Record extracts:
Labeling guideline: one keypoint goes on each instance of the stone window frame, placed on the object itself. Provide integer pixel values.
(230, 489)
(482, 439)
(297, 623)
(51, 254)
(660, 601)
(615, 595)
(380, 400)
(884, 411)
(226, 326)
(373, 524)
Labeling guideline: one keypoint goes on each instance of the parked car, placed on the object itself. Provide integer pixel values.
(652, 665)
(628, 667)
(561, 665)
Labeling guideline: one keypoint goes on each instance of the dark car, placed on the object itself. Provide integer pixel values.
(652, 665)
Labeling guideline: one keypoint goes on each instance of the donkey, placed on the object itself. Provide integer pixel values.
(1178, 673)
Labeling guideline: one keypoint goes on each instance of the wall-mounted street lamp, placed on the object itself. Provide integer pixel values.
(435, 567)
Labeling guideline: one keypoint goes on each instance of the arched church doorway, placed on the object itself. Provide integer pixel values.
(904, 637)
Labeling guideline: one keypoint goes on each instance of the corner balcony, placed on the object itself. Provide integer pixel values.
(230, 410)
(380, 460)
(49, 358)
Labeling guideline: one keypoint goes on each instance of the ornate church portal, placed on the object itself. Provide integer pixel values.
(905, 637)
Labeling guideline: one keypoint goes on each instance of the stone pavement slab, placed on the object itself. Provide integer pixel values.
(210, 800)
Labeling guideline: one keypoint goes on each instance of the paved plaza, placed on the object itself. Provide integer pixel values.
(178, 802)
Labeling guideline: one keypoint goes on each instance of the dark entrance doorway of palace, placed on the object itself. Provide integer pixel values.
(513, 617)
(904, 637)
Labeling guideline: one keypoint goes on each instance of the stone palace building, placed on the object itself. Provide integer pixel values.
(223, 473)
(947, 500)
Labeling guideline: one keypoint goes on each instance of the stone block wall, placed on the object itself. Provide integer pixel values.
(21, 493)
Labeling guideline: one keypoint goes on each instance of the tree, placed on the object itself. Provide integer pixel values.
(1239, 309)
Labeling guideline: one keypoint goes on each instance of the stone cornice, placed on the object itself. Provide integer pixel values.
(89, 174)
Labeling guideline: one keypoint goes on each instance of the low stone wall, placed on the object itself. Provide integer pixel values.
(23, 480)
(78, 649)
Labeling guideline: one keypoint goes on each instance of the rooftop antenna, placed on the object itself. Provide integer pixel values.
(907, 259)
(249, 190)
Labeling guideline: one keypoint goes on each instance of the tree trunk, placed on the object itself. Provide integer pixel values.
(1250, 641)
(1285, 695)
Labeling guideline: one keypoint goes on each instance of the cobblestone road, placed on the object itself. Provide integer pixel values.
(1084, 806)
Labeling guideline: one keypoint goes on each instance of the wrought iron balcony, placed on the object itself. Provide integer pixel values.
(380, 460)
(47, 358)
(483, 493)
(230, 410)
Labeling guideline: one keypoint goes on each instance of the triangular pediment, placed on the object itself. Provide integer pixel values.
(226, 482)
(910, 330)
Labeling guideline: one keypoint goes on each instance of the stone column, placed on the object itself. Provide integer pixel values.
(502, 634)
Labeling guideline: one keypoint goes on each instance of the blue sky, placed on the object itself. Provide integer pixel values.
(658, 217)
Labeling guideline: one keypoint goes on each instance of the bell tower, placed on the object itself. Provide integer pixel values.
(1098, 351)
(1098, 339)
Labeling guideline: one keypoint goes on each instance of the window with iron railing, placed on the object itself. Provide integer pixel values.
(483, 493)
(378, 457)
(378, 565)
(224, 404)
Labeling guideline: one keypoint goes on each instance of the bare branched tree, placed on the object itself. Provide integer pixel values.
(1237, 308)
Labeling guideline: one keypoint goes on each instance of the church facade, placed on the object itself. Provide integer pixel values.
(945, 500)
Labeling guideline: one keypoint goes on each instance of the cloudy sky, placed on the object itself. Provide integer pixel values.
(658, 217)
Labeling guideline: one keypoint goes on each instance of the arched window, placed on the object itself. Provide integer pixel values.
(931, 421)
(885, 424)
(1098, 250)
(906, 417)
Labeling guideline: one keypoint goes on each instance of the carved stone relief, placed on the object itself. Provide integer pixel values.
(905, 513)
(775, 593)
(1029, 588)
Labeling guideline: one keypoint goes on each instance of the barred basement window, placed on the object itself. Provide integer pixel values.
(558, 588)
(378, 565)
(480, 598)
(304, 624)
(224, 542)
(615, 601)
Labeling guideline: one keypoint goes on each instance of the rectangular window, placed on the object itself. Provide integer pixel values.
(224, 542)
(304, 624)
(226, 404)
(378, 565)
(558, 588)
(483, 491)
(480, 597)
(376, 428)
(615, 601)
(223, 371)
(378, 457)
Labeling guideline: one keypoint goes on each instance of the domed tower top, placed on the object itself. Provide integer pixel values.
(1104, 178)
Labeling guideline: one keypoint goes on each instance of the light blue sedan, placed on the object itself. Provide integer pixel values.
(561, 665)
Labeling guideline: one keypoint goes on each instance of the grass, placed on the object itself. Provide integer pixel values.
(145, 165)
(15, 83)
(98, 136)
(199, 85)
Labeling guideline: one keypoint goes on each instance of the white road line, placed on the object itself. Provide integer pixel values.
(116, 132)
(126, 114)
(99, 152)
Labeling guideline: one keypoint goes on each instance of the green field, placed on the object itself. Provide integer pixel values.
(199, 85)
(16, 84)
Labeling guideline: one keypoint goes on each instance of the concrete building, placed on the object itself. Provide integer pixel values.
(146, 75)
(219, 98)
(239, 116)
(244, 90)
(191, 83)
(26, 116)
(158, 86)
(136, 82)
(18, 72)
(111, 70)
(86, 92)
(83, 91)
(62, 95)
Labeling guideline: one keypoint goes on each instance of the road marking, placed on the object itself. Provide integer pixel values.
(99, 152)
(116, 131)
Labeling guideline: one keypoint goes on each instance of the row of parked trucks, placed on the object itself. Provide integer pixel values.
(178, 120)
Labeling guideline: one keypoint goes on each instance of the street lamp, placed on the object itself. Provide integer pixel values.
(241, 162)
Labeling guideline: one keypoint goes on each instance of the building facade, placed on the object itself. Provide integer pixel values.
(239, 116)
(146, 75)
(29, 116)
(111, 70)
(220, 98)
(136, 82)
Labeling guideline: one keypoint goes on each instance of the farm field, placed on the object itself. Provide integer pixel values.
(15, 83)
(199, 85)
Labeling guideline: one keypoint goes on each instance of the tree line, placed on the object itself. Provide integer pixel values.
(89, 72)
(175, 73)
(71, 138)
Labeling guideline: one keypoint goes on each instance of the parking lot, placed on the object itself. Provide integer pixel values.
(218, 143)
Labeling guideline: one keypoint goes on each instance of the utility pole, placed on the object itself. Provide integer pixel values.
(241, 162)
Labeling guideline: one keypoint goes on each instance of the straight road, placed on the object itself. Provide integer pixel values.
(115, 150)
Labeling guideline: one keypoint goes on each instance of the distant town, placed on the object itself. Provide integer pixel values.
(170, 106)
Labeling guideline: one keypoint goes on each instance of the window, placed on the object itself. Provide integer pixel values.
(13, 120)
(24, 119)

What is being asked: Reproduce all of the lines above word for word, with nothing changed, added, or left out.

The output:
Labeling guideline: one keypoint goes on each instance of the stone window frame, placed on the object itself. Provide integer pixel values.
(230, 489)
(482, 439)
(297, 623)
(51, 254)
(660, 601)
(615, 595)
(380, 400)
(884, 411)
(226, 326)
(373, 524)
Labeling guideline: one keypoint goes on each instance of the parked car, placed on the object itself. Provide integer pixel values.
(652, 665)
(628, 667)
(561, 665)
Labeling guideline: one keypoint goes on each instance of the dark car, placed on the object itself. Provide integer pixel values.
(652, 665)
Labeling guideline: one keypoint goes on each instance of the donkey, placed on the object itself. Provide integer pixel values.
(1178, 673)
Labeling guideline: one keypoint goes on each instance of the wall-mounted street lamp, placed on the object itself. Provide integer pixel values.
(435, 567)
Labeling guideline: one keypoint goes on each instance of the arched church doorway, placed on the object itself. Provide integer pixel values.
(904, 637)
Labeling guideline: one keypoint goes on each instance of the corner balcony, placed on the object itself. Provide integer pixel values.
(230, 410)
(380, 460)
(49, 358)
Labeling guideline: one keypoint goes on each instance of the ornate church portal, placed on the object itself. Provide integer pixel values.
(905, 637)
Labeling guideline: one keypoint goes on each instance of the stone pavement slab, placed on the object itself. Provide integer pixel values.
(210, 800)
Labeling guideline: one keypoint goes on each instance of the paved plaza, placed on the object itself. Provide integer pixel values.
(178, 802)
Labeling guideline: one keypoint goes on each instance of the dark entrance doorway of palace, placed on the object itself. Provide integer pixel values.
(513, 617)
(904, 637)
Labeling guideline: one keypoint goes on each instance of the stone palace building, placed on the object itself. Provide integer pixel values.
(223, 473)
(947, 500)
Labeling guideline: one keypoint goes on each instance of the stone block wall, placed on the object itself. Provide integer pixel values.
(21, 493)
Labeling guideline: one keypoint goes on each instance of the tree, placed on the object itself. Provide integer pixel values.
(1239, 309)
Labeling guideline: one keypoint goes on each instance of the stone cornice, placed on the object itself. Provide integer pixel values.
(89, 174)
Labeling guideline: one keypoint goes on each instance of the low stone wall, placed on the object itself. Provide integer pixel values.
(23, 480)
(78, 649)
Labeling guideline: one keypoint goes on each instance of the rooftop antenna, placed on the object itself. Provide integer pixel values.
(907, 259)
(249, 190)
Labeling guideline: one keypoint goes on each instance of the tree trunk, placed on the object itself. Provide integer pixel values.
(1250, 641)
(1285, 695)
Labeling guideline: one keypoint goes on each instance of the cobblestone road, placed on the object itself. Provide integer pixel values.
(1084, 806)
Labeling guideline: one keypoint goes on each instance of the wrought iron balcony, placed on the object itself. Provide integer pixel values.
(380, 460)
(47, 358)
(483, 493)
(230, 410)
Labeling guideline: one keypoint goes on each instance of the triangular pediment, placed on the object itself. Provide integer pixel values.
(226, 482)
(910, 330)
Labeling guideline: one keypoint goes on each instance of the stone column, placed on the object itself. Provide integer pixel values.
(502, 634)
Labeling guideline: one keypoint goes on each instance of the blue sky, placed on the object itself. Provide integer pixel values.
(658, 217)
Labeling guideline: one keypoint goes on each instance of the bell tower, placed on the object itself. Provide integer pixel values.
(1098, 351)
(1098, 339)
Labeling guideline: one keypoint goes on each instance of the window with iron railing, placed on the object itself. Provide integer pixel values.
(483, 493)
(378, 457)
(378, 565)
(224, 404)
Labeling guideline: one keypoint goes on each instance of the bare branched tree, placed on the object itself. Provide integer pixel values.
(1237, 308)
Labeling guideline: one keypoint goes on each instance of the church facade, placed on the object itself. Provide integer pixel values.
(945, 500)
Labeling guideline: one keypoint goes on each instance of the cloudy sky, placed on the object itself. Provide integer pixel values.
(658, 217)
Labeling guideline: one keypoint goes on each instance of the arched window, placed on the object itself. Provide integer pixel values.
(931, 421)
(885, 424)
(1098, 250)
(906, 417)
Labeling guideline: one keypoint goes on each instance of the carved stone relief, placed on the object itself. Provide integer pixel values.
(905, 513)
(775, 593)
(1029, 588)
Labeling guideline: one keypoint goes on each instance of the barred basement window, placed on the object itself. Provide integer pixel values.
(558, 588)
(378, 565)
(480, 598)
(304, 624)
(224, 542)
(615, 601)
Labeling guideline: one keypoint goes on each instance of the rectangular window, placed on the object itself. Provide integer pixel values.
(224, 542)
(304, 624)
(226, 404)
(378, 565)
(558, 588)
(483, 491)
(480, 597)
(376, 428)
(615, 601)
(223, 371)
(378, 457)
Labeling guideline: one keypoint goes on each instance of the domed tower top, placed on the object itself. Provide integer pixel values.
(1104, 178)
Labeling guideline: one keypoint goes on each instance of the light blue sedan, placed on the object itself. Provide integer pixel values.
(561, 665)
Labeling guideline: one keypoint goes on each instance of the grass, placed on the object itself. Provide integer pixel values.
(145, 165)
(15, 83)
(98, 136)
(199, 85)
Labeling guideline: one keypoint goes on each instance of the white road line, placed on the object itself. Provide integer pixel values.
(116, 132)
(126, 114)
(99, 152)
Labeling guideline: one keypoint goes on each instance of the green field, placed on the object itself. Provide integer pixel values.
(199, 85)
(16, 84)
Labeling guideline: one keypoint goes on each instance of the concrete building, placed on the object itself. Provide integer pixel values.
(146, 75)
(219, 98)
(239, 116)
(244, 90)
(191, 83)
(26, 116)
(158, 86)
(136, 82)
(18, 72)
(111, 70)
(86, 92)
(83, 91)
(62, 95)
Labeling guideline: one keypoint goes on each instance of the road marking, placed on the object itself. Provide integer pixel values.
(99, 152)
(116, 131)
Labeling guideline: one keypoint goes on each instance of the row of parked trucks, placed on the object itself. Provide integer pixel values.
(178, 120)
Labeling guideline: one keypoint goes on each instance of the street lamp, placed on the object itself. Provide integer pixel values.
(241, 162)
Labeling guideline: one keypoint goes on each instance of the building facade, placed on the object itself. Provide integer pixel values.
(239, 116)
(146, 75)
(29, 116)
(111, 70)
(220, 98)
(136, 82)
Labeling guideline: one keypoint goes on each instance of the farm field, placed on the object itself. Provide integer pixel values.
(15, 83)
(199, 85)
Labeling guideline: one keypoint goes on each instance of the tree line, placed on the object itself. Provide integer pixel values.
(89, 72)
(175, 73)
(71, 138)
Labeling guideline: one keypoint goes on each instance of the parking lot, placed on the object itself. Provide integer pixel values.
(218, 143)
Labeling guideline: one keypoint goes on each instance of the utility pole, placed on the object itself. Provide integer pixel values.
(241, 162)
Labeling guideline: one keypoint goes on each instance of the straight road, placed on the object itself. Provide integer pixel values.
(115, 150)
Labeling guideline: one keypoint goes on each instance of the distant town, placed on the object itself. Provide integer pixel values.
(170, 106)
Labeling guideline: one keypoint goes on each instance of the window, placed on the object itself. Provide integer pixel values.
(13, 120)
(24, 119)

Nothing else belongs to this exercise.